Clinical Trials: Ivospemin (SBP-101)

Data from Monotherapy study

  • Phase 1, first-in-human, dose-escalation, safety study. Between January 2016 and September 2017, we enrolled twenty-nine patients into six cohorts, or groups, in the dose-escalation phase of our Phase 1 trial. Twenty-four of the patients received at least two prior chemotherapy regimens. No drug-related serious adverse events occurred during the first four cohorts. In cohort five, serious adverse events (klebsiella sepsis with metabolic acidosis in one patient, renal and hepatic toxicity in one patient, and mesenteric vein thrombosis with metabolic acidosis in one patient) were observed in three of the ten patients, two of whom exhibited progressive disease at the end of their first cycle of treatment and were determined by the DSMB to be DLTs. Consistent with the study protocol, the DSMB recommended continuation of the study by expansion of cohort 4, one level below that at which DLTs were observed. Four patients were enrolled in this expansion cohort. One patient developed focal pancreatitis at the site of the primary tumor after 2.3 months, but SBP-101 was considered well tolerated below dose level five. The most common drug related adverse events were nausea, vomiting, diarrhea, injection site pain and abdominal pain, which were mostly mild, grades 1 or 2, and are symptoms common in patients with pancreatic cancer. No drug-related bone marrow toxicity or peripheral neuropathy was observed at any dose level.

++++++++

> **How to complete this task**: According to the Ivospemin trial summary, how many patients were enrolled in the expansion of cohort 4? The listing comes from a separate source.

> **Provided data**:
++++++++

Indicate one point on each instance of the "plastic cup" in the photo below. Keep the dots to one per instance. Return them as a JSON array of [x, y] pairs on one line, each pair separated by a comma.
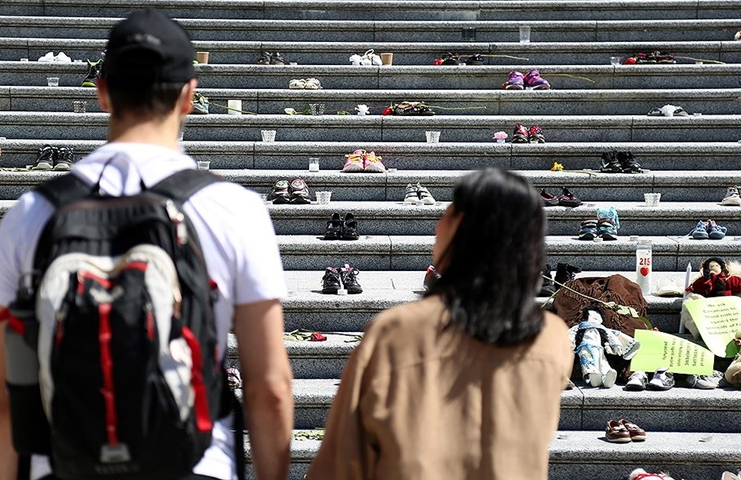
[[524, 34], [323, 197], [268, 135], [652, 199], [317, 108], [202, 57], [235, 107], [79, 106]]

++++++++

> **Answer box**: Four patients.